**Consegna A:** Riassumi in due frasi il testo sul semipresidenzialismo.
**Consegna B:** Nel testo sul semipresidenzialismo, a quale modello si richiama la riforma costituzionale proposta da Alfano?
**Consegna C:** Prosegui il testo sul semipresidenzialismo dopo l'ultima frase riportata.

**Testo proposto:**
Perché dire NO al Semipresidenzialismo!

di Dennis Salvetti
 Questo mio articolo è un appassionato (e probabilmente lungo), nonché ponderato (spero, perché ha necessitato di parecchio tempo e molte modifiche!), attacco alla demagogia e al populismo mascherati da democrazia, e cioè la proposta del segretario del PdL di una riforma Semi-presidenzialistica della Costituzione.
È recente, infatti, la proposta di Alfano, di riformare la Costituzione del nostro Paese in senso di trasformarlo da sistema parlamentare a semipresidenzialistico “alla francese”. A parte il fatto che alla costituzione del governo era stato contestata la sua intenzione di introdurre alcune importanti riforme (ad esempio giustizia, legge elettorale, Parlamento, etc), sostenendo che l’esecutivo e la rimanenza della legislatura sarebbero servite solamente a far uscire dalla crisi l’Italia (cosa che usualmente si fa con lo schiocco delle dita), lasciando invece alla legislatura seguente (legittimata dal Popolo) le cosiddette riforme istituzionali (che tanto incidono sull’economia e sulle finanze del Paese, tra l’altro).

**Dati forniti:**
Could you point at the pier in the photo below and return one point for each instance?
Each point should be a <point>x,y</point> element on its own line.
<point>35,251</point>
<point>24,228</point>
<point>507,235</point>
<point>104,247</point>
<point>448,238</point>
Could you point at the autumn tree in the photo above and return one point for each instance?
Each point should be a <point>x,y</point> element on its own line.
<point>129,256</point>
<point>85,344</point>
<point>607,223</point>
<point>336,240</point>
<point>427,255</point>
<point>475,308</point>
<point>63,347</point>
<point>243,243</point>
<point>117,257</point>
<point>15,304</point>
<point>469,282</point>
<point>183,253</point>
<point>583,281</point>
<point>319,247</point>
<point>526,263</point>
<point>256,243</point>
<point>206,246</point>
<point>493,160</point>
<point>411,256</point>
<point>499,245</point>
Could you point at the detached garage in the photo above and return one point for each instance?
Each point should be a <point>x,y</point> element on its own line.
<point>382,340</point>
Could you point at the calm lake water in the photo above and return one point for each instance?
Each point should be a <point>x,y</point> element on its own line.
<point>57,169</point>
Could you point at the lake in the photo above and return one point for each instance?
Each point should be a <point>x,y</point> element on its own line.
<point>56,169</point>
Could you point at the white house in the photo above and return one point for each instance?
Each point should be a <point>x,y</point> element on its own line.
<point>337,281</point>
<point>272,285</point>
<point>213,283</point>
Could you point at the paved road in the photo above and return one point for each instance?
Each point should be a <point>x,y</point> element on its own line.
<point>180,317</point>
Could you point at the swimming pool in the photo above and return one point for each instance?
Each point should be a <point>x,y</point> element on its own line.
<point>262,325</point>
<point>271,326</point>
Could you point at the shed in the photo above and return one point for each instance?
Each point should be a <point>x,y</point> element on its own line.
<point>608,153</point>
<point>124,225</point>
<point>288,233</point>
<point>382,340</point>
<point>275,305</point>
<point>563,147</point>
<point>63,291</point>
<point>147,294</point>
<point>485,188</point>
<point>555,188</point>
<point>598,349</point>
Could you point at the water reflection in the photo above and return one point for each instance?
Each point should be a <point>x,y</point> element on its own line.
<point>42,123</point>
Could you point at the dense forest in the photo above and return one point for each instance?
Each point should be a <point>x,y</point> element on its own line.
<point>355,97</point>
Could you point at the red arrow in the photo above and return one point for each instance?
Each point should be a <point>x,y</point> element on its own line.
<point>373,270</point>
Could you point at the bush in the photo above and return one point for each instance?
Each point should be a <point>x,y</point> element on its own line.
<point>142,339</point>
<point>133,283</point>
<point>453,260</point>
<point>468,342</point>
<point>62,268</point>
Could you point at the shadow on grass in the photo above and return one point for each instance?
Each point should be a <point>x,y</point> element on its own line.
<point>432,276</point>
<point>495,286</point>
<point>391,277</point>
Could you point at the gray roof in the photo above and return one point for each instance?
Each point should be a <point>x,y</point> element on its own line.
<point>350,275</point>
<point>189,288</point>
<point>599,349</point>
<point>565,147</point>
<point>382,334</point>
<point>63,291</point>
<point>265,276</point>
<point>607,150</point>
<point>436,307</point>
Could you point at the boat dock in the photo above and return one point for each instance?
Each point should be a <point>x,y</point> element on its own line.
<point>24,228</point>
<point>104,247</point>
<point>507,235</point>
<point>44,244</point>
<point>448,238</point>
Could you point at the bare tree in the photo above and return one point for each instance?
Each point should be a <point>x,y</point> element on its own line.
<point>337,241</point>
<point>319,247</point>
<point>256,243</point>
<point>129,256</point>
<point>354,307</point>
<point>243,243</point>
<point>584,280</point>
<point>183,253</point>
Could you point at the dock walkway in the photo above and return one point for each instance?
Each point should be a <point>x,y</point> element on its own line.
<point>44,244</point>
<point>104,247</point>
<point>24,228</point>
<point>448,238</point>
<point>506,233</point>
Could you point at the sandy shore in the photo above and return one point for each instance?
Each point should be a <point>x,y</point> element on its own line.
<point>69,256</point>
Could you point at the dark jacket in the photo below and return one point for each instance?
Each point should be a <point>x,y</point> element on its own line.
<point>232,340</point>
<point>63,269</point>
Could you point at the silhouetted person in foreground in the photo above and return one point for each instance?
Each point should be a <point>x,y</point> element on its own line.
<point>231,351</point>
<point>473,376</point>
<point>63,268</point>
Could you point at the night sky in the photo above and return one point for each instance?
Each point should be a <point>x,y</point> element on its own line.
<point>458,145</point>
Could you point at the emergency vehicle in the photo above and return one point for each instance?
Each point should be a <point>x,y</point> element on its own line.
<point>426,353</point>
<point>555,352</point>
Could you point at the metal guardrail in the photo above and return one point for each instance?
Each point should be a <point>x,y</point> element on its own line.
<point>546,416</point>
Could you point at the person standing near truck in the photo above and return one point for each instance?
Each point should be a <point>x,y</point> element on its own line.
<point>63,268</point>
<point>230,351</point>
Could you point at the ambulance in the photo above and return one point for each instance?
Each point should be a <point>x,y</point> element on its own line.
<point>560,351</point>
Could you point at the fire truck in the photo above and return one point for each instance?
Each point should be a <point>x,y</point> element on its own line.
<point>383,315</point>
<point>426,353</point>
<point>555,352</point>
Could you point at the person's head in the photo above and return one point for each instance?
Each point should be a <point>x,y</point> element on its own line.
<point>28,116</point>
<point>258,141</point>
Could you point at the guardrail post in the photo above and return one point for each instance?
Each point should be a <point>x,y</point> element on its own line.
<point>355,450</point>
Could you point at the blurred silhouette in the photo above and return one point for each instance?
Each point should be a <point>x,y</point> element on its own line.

**Soluzione A:** L'articolo si presenta come un attacco alla demagogia e al populismo mascherati da democrazia, cioè alla proposta di Alfano, segretario del PdL, di trasformare l'Italia da sistema parlamentare a semipresidenzialistico "alla francese". Ricorda inoltre che, alla costituzione del governo, era stata contestata l'intenzione di introdurre riforme importanti, sostenendo che l'esecutivo avrebbe dovuto solo far uscire l'Italia dalla crisi e lasciare le riforme istituzionali alla legislatura seguente.

**Soluzione B:** Al semipresidenzialismo "alla francese".

**Soluzione C:**
Ma, in ogni caso, vedendo ove giunge la proposta, appare ben chiaro che, dopo i fallimenti dei “lodi Schifani ed Alfano”, si tenta una via diversa (e un po’ meno palese) per evitare al sig. B. le forche caudine della Magistratura Penale (forche caudine che più volte in questi anni l’hanno graziato, anche per l’intervento del legislatore, modificando l’ordinamento giudiziario e penale, sempre per salvare culo, faccia e portafoglio del “Grande Perseguitato”), in quanto l’ufficio di Presidente della Repubblica non è soggetto a procedimento fino a fine mandato. In più bisogna considerare che il Presidente della Repubblica rappresenta la Nazione tutta.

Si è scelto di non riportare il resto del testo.